### DIRECTIONS FOR THIS TASK
Nothing but the records themselves, exactly as written and free of pictures, should appear in your response.

▼

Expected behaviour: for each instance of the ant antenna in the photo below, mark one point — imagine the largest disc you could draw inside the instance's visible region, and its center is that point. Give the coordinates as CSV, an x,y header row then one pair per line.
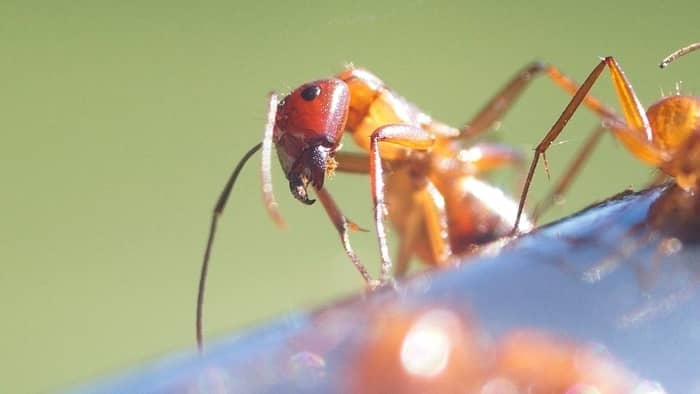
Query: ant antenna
x,y
675,55
218,209
270,204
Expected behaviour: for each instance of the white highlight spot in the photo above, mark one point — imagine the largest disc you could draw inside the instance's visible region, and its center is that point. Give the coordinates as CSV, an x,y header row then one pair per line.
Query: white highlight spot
x,y
427,346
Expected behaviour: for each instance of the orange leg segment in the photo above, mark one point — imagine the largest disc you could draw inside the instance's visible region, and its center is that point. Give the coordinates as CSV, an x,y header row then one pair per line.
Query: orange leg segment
x,y
635,134
399,134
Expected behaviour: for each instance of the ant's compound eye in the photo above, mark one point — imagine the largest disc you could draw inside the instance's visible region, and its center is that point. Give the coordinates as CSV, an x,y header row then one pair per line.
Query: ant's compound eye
x,y
310,92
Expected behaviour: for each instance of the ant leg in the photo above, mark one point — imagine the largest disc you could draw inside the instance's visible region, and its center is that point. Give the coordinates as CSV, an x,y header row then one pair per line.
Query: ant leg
x,y
354,163
567,179
675,55
399,134
501,102
408,240
342,224
629,134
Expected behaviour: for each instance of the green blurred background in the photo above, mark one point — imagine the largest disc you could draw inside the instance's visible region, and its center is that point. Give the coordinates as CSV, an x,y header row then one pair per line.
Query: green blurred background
x,y
120,123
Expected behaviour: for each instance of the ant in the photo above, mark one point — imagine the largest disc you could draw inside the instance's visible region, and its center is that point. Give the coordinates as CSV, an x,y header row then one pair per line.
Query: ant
x,y
422,177
666,136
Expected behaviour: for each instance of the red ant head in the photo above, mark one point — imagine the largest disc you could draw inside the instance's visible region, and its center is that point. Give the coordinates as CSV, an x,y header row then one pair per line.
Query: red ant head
x,y
308,127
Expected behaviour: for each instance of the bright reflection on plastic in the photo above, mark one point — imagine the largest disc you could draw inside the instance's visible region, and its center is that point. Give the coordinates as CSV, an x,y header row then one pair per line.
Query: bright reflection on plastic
x,y
426,349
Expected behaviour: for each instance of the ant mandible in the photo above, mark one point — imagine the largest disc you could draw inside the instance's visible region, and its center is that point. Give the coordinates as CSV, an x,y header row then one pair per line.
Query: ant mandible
x,y
422,178
667,136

▲

### SOLUTION TO THIS EXERCISE
Expected behaviour: for each instance of the ant antenna in the photo below, mark one point — imagine the largest disc you could draw inside the instance's visible region, and its center is that point. Give the coordinates as CSV, an x,y header row then one pair per line.
Query: ant antenna
x,y
675,55
218,209
270,204
Expected behaviour: for each instance of the white highlight spot in the photo above, mark one point — imagine the largest disc you could draw inside the instance's visible region, and its center is that point. Give the coordinates as CSV, an x,y header row then one pair per line.
Query: white highlight spot
x,y
427,346
Expected behaviour: for each instance of the orange leg segment in the photo above, mark one point — imagine the largest disc you could draw inside the instance's visible region, and its center is that point. Give the coordinates as CSV, an x,y header row then one pair per line.
Query: orange leg segment
x,y
635,134
399,134
Expected behaviour: for each instance of the ant's compound eye in the photo above, mark one point — imagine the largest disc you could draw inside the instance's visible region, and its center is that point. Give the coordinates as CSV, an x,y header row then one pair per line.
Query: ant's compound eye
x,y
310,92
Expected behaviour: for each instance of the ant leg in the photo above, mark one point — imagine the largest disc you could draw inside the instance's visible region, and its center is that point. Give the coordinates as CSV, an x,y header row then one pair per line.
Query: ant leg
x,y
354,163
567,179
675,55
399,134
501,102
408,240
342,224
629,134
Expected behaviour: for each instance of the green blurred background in the photo above, mark one point — imagine the largest disc you could draw inside the instance's visible region, and its center is that point. Give the coordinates as CSV, an x,y header row then one pair per line.
Query: green blurred background
x,y
120,123
Expected behaviour: for each instance of the ant in the photo above, mark one point — imagine the largest disc you could draw inside the instance's visible region, and its center is that point. Give the coordinates as CSV, an x,y header row then one pair per line.
Query: ant
x,y
422,177
666,136
Expected behaviour: for each instance of the red ant head in the photo above, mark one point — imagine the largest disc you could draw inside the instance's visible region, and its center is that point. Give the coordinates as CSV, an x,y header row then one pair per line.
Query: red ant head
x,y
308,127
Expected behaviour: for each instance of the bright reflection on plastic in the photo above, mark one point — imagine the largest disc you could draw inside the instance's visible region, and its center is that point. Give the coordinates as CSV, an x,y header row then one pair per line.
Query: bright reflection on plastic
x,y
426,349
Expected behaviour: for each instance of the ant mandible in the photo above, mark one point — imagine the largest disc you could draw inside the instance's visible region, and its center is that point. Give the coordinates as CSV, an x,y header row then one pair per line.
Query: ant mandible
x,y
422,178
667,136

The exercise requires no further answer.